┌──

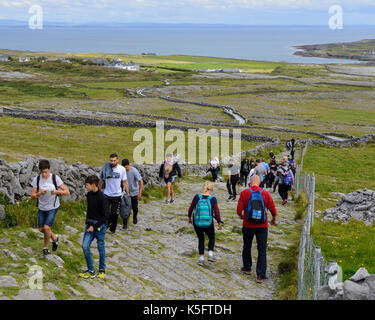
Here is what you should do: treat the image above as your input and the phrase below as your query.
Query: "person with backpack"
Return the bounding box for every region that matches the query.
[159,154,182,204]
[240,155,251,187]
[246,162,256,187]
[31,159,70,256]
[227,159,240,201]
[79,175,109,279]
[275,160,294,205]
[121,159,143,230]
[207,157,220,182]
[254,159,267,188]
[99,153,129,234]
[237,175,277,283]
[188,181,223,266]
[266,158,277,188]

└──

◆ TASK DIRECTIONS: Rewrite the listing with "bounding box" replaced by "box coordinates", keeping everything else the same. Omit the pictures from your version.

◆ THE OUTPUT:
Here is what you should do: treat the image above as your input and the phrase below as your query.
Query: "person with backpack"
Return the box coordinates for every region that matches the query.
[159,154,182,204]
[240,155,251,187]
[246,162,256,187]
[31,159,70,256]
[227,159,240,201]
[79,175,109,279]
[275,160,294,205]
[121,159,143,230]
[207,157,220,182]
[254,159,267,188]
[99,153,129,234]
[237,175,277,283]
[188,181,223,266]
[266,158,277,188]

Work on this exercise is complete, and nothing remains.